» GIVEN REQUEST
Render the entries from the line containing "Mark the mirrored" through the last line of the entries, both ends included, as a Markdown table with the columns Row and Entry line, numbering the rows and leaving out blank lines. Include no other lines.

====== PROVIDED INFORMATION

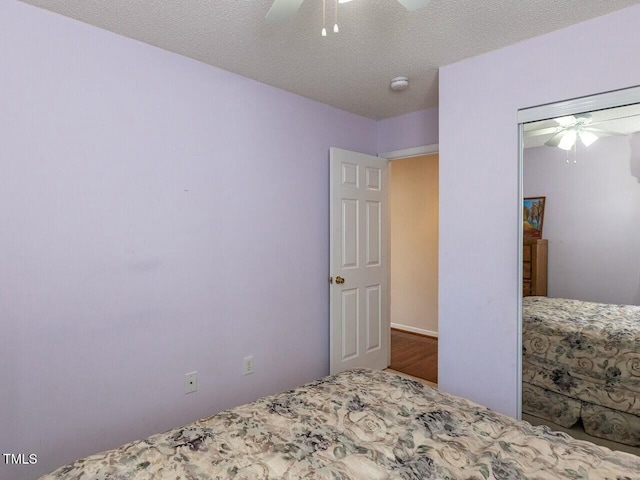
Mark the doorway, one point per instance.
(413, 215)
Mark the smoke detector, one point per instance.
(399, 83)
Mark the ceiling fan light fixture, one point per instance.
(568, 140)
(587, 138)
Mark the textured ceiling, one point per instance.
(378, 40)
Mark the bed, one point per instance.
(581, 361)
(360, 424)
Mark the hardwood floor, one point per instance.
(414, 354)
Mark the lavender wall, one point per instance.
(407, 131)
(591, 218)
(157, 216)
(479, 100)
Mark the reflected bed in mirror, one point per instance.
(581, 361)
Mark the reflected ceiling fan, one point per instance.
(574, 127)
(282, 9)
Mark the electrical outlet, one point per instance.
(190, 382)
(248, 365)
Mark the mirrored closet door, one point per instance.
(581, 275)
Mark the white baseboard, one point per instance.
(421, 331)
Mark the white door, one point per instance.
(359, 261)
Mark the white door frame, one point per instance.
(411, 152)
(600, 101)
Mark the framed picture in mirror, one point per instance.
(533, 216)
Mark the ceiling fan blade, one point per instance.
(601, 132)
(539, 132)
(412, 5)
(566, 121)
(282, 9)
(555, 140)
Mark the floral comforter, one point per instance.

============

» TASK ANSWER
| Row | Entry line |
|---|---|
| 1 | Mark the mirrored closet door, one point per instance. |
| 2 | (581, 275) |
| 3 | Mark the white baseboard, one point per instance. |
| 4 | (421, 331) |
| 5 | Mark the white door, one point per instance. |
| 6 | (359, 261) |
| 7 | Mark the white door frame, one point per instance. |
| 8 | (411, 152) |
| 9 | (600, 101) |
| 10 | Mark the framed picture in mirror, one point per instance. |
| 11 | (533, 216) |
| 12 | Mark the ceiling fan blade, one point per instance. |
| 13 | (601, 132) |
| 14 | (539, 132) |
| 15 | (412, 5) |
| 16 | (566, 121) |
| 17 | (282, 9) |
| 18 | (555, 140) |
| 19 | Mark the floral comforter, one point per instance. |